**WHAT IS BEING ASKED**
Where in the records does the word "leaf" occur? Copy each line in which it does.
============
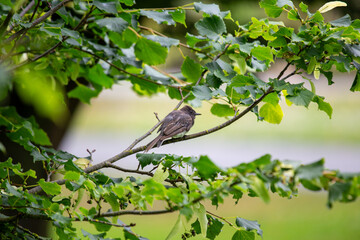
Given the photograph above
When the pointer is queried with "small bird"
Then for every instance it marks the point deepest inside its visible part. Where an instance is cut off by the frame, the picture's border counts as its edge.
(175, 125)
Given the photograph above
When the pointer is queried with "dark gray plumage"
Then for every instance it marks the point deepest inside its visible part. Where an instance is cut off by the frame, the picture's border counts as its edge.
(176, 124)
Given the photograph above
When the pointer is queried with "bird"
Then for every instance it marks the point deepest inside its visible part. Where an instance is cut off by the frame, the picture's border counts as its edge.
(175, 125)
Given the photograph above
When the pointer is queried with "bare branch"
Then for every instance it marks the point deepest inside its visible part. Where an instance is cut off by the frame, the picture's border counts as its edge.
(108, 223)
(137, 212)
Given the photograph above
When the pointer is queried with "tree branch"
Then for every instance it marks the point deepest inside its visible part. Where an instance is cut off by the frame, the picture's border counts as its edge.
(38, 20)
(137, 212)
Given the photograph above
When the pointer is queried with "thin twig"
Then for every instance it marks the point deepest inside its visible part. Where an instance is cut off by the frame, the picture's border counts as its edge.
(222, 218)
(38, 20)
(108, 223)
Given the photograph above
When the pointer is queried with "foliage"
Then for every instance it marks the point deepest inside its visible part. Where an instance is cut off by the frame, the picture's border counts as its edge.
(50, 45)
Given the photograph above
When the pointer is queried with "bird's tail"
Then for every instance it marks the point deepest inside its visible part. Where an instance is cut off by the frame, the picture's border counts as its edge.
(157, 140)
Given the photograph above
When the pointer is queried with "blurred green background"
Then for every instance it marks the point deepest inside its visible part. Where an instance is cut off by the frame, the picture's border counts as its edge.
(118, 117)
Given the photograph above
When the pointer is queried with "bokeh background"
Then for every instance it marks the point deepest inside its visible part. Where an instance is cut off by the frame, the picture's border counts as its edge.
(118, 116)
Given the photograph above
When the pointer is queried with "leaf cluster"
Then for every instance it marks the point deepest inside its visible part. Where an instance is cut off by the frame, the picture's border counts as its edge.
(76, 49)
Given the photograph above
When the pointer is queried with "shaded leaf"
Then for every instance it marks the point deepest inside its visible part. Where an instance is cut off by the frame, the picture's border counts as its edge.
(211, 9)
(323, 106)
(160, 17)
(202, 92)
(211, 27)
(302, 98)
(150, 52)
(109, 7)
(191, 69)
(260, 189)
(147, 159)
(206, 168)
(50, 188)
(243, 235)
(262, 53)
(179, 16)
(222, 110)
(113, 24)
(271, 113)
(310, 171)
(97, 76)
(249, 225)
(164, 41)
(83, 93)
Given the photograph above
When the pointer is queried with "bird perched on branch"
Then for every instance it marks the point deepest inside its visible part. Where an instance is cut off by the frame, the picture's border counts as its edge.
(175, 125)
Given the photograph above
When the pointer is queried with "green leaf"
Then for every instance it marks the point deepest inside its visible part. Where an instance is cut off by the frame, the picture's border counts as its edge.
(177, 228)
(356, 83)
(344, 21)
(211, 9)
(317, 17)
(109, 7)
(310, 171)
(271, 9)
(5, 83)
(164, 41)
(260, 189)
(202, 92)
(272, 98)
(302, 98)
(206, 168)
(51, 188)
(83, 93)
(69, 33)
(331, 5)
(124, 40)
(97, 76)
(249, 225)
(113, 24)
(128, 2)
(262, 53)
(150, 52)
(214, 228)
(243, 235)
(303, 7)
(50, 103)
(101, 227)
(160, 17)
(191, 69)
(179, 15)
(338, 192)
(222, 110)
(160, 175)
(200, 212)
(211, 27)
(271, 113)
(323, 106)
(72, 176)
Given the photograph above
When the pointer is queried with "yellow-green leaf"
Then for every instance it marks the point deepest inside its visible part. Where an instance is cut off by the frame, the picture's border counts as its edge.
============
**COMPLETED TASK**
When the pointer is queried with "leaf cluster"
When the pointer is queried with "shaded leaf"
When the pointer is queried with "green leaf"
When the pointer is queried with "yellow-green leaf"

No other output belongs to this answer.